• TASK INSTRUCTIONS:
1. Answer these from the column on how long fillings last, one line each:
(a) What is the industry average lifespan of a filling?
(b) How much force can heavy jaw muscles put on back teeth?
(c) Which non-modifiable factor does the column call most important?
2. Carry on the column on how long fillings last, picking up after its final sentence.

• SOURCE DOCUMENT:
Get more mileage from your dental work
Most of the columns I write are based on the questions that I am asked routinely by my own patients. One of the most frequently posed questions is, “How long should a filling last?”
The question is a very good one, because it is relevant to anyone who has ever had dental work done. It is also a hard question to answer, because the answer varies greatly from one patient to another, and it is dependent on so many factors. If you were to ask an auto mechanic how long brakes or tires should last, you might get an answer based on statistical averages. But you would also be told that lifespan varies greatly, depending on factors such as driving habits, climate, road conditions, whether the tires are kept at the proper inflation, whether the tires are rotated regularly, and many others.
The same is true of fillings, and of all types of dental work, for that matter. The statistical industry average lifespan of a filling is 10-12 years. However, we routinely see patients with fillings that have been in place for 30-40 years, and unfortunately, those whose fillings last only a few short years as well. Why, then, is there such a vast difference from one mouth to another?
First, we have to consider the factors that are non-modifiable – the factors that patients have no control over.
Most important is the pH (acidity) of the saliva. Those people who have more acidic saliva are high risk for new cavities, and very high risk for recurrent cavities at the edges of their fillings. Hyper-acidity in the mouth will shorten the lifespan of fillings severely.
Then there is the strength of the jaw muscles. Those people with a heavy set jaw or strong jaw musculature place far more force on their teeth and fillings when they chew, resulting in higher risk for premature breakage or wear of fillings. In fact, heavy jaw muscles can generate more than 1,000 psi (pounds per square inch) of force on back teeth! That’s a huge amount of force, when you consider that the average automobile tire is inflated to 35 psi. As well, patients with straight teeth and an ideal bite have less wear and tear on their teeth, since the chewing weight is borne equally by all teeth (this factor is somewhat modifiable, when you consider that orthodontic treatment can idealize the arrangement and alignment of teeth).
There are also a number of factors that are modifiable by the patient.

• DATA TO EXAMINE:
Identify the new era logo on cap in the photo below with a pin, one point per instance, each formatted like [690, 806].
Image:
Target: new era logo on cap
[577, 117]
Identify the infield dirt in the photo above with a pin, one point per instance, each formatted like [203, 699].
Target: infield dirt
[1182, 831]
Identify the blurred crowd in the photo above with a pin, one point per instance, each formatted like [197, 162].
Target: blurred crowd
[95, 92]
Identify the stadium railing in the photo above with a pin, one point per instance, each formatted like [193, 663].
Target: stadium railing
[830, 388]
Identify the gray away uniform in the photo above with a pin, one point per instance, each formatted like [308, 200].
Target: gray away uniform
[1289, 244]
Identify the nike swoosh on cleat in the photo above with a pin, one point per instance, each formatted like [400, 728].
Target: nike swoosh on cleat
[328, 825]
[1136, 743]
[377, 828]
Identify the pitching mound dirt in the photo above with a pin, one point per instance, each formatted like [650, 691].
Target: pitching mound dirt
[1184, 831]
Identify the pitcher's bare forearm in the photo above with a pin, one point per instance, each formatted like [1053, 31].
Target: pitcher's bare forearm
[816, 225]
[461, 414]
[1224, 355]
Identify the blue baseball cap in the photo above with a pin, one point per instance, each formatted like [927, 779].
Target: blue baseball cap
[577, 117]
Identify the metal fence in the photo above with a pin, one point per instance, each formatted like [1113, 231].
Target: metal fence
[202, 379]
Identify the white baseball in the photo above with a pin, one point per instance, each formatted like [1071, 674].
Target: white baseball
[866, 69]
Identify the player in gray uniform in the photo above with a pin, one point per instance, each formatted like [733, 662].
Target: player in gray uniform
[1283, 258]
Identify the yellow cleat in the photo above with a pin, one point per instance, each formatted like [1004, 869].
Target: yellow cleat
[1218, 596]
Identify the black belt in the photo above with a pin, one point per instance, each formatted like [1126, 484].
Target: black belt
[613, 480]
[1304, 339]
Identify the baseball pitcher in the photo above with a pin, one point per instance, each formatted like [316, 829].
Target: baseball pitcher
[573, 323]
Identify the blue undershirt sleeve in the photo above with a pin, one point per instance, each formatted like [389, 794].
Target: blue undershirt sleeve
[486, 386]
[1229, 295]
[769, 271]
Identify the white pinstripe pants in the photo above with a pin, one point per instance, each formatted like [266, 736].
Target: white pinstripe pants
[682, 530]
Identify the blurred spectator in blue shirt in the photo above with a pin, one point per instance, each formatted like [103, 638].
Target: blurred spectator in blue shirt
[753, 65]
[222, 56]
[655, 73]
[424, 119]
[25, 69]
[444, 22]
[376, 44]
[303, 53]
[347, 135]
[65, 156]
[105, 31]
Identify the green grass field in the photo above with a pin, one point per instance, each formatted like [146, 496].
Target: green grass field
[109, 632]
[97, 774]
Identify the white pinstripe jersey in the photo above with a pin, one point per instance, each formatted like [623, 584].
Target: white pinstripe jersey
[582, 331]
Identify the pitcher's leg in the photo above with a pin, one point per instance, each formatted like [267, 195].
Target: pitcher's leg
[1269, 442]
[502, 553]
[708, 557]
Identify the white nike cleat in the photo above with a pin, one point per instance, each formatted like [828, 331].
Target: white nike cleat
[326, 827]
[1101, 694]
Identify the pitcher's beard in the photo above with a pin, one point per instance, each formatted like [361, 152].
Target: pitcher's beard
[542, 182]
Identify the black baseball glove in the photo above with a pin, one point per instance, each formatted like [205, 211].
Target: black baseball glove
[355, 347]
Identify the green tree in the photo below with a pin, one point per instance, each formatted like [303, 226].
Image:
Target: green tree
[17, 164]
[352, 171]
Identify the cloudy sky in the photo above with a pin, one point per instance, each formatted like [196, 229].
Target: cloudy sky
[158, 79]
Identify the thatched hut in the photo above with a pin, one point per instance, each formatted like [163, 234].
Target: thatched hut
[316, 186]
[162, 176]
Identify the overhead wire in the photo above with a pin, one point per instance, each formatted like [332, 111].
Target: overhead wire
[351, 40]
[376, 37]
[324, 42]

• RESPONSES TO THE TASKS:
1.
(a) 10-12 years.
(b) More than 1,000 psi (pounds per square inch).
(c) The pH (acidity) of the saliva.

2.
First and foremost, regular brushing and flossing is crucial to increasing the lifespan of fillings. In particular, flossing can literally double the longevity of a filling in between teeth.
Regular check-up and cleaning appointments similarly add to the longevity of fillings, since removal of plaque and tartar from the edges of fillings reduces the risk of cavities at the edge of fillings.
Diet is also very important. Diets that are high in sugar and acidity (for example, citrus fruits, candy and snacks) often result in premature failure of fillings. There are also some obvious chewing and biting habits to avoid – chewing on ice, opening shells of nuts, biting of fingernails, opening packaging with teeth and holding pens or pencils between the teeth are just a few of the many examples we hear about. Of course, there are also the inadvertent dental ‘mishaps’, such as accidental biting on an olive pit, popcorn kernel or peppercorn.
As you might imagine, those patients who clench or grind their teeth need much more frequent replacement of their fillings. Although we cannot teach a ‘grinder’ not to grind, we can reduce this risk by fabricating a night guard. Dental appliances worn during sleep do not stop grinding or clenching, but they completely eliminate undue wear on the teeth during the night, when the majority of grinding and clenching takes place.
You can see how all of these factors would influence heavily the lifespan of a filling. The same factors apply to crowns, veneers, bridges and even dental implants. If you have concerns about frequent replacement of dental work, talk to your dentist about how you can get more mileage from your dentistry.